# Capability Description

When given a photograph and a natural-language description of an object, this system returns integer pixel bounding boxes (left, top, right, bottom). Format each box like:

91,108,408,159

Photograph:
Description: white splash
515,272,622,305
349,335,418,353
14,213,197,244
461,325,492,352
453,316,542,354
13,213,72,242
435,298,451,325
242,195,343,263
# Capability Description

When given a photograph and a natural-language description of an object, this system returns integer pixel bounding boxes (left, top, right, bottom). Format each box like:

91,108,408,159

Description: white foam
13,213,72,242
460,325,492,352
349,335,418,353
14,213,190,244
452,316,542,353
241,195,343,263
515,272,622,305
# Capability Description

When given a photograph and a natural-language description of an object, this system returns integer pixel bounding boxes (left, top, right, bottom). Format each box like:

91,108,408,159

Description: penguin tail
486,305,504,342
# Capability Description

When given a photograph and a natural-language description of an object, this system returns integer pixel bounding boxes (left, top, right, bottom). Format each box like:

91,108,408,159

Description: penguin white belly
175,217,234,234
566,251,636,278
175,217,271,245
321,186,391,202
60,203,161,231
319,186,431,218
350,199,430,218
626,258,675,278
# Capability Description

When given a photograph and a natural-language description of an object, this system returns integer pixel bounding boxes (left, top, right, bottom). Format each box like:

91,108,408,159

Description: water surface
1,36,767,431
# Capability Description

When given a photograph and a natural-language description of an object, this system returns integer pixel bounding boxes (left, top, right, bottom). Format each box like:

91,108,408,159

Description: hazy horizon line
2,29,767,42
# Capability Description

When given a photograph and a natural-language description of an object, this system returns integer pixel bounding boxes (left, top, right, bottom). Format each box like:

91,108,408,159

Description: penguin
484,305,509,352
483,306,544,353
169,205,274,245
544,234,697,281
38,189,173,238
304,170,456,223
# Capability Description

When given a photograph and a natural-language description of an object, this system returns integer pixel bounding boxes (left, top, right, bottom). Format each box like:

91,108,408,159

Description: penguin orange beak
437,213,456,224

---

Return every record above exactly as written.

__Your response__:
# Capability Description

When given a photograph and a natural-language description of an object, this system returns integer pixel bounding boxes (left, top, right, bottom). Format each box like:

91,108,408,159

Photograph:
Description: white splash
515,272,622,305
349,335,418,353
14,213,197,244
461,325,492,352
453,316,542,354
13,213,72,242
435,298,451,325
242,195,343,263
# Capability Description

When given a photograph and a natural-language description of an object, this system returns integer pixel bounding boxes (left, top, right, bottom). Format each box like:

91,108,408,159

Description: white foam
13,213,72,242
460,325,492,352
349,335,418,353
14,213,190,244
452,316,542,353
241,195,343,263
515,272,622,305
# Capability Description

When given a photograph and a natural-language description of an object, this system returns integer pixel bounding boxes (left, top, right, bottom). Format each box like:

91,108,408,159

Description: penguin tail
486,305,504,342
# Capability Description

When given a photograph and a natural-language description of an object, this system returns integer pixel bounding boxes (left, top, right, bottom). Format each box like:

91,108,408,159

Description: penguin white belly
175,217,234,234
566,251,636,278
175,217,271,245
321,186,391,202
60,203,161,231
319,186,431,218
350,199,430,218
626,258,675,278
# Capability Description

When given a photograph and a natural-language description of an object, this system returns integer pixel bounding boxes (left, top, right, bottom). Format each box like:

91,108,408,159

Description: water surface
1,36,767,431
# Capability Description

When given a photograph and a natural-language description of an object, this system returns integer pixel bounding boxes (left, top, right, bottom). Format each box like:

91,108,408,159

Description: hazy horizon line
2,29,767,42
# Capability Description

When given a photograph and a natural-language description of an object, this system returns integer pixel bounding boxes (left, top, right, bottom). Format each box like:

91,108,408,159

Description: penguin
484,305,509,352
483,306,544,353
169,205,274,245
544,234,697,281
38,189,173,238
304,170,456,223
# Capability Description

When given a photograph and a natural-language description of an object, this system returns integer pixel bounding boxes (left, top, right, bottom). Format each box like:

91,108,408,159

Description: penguin orange beak
437,213,456,224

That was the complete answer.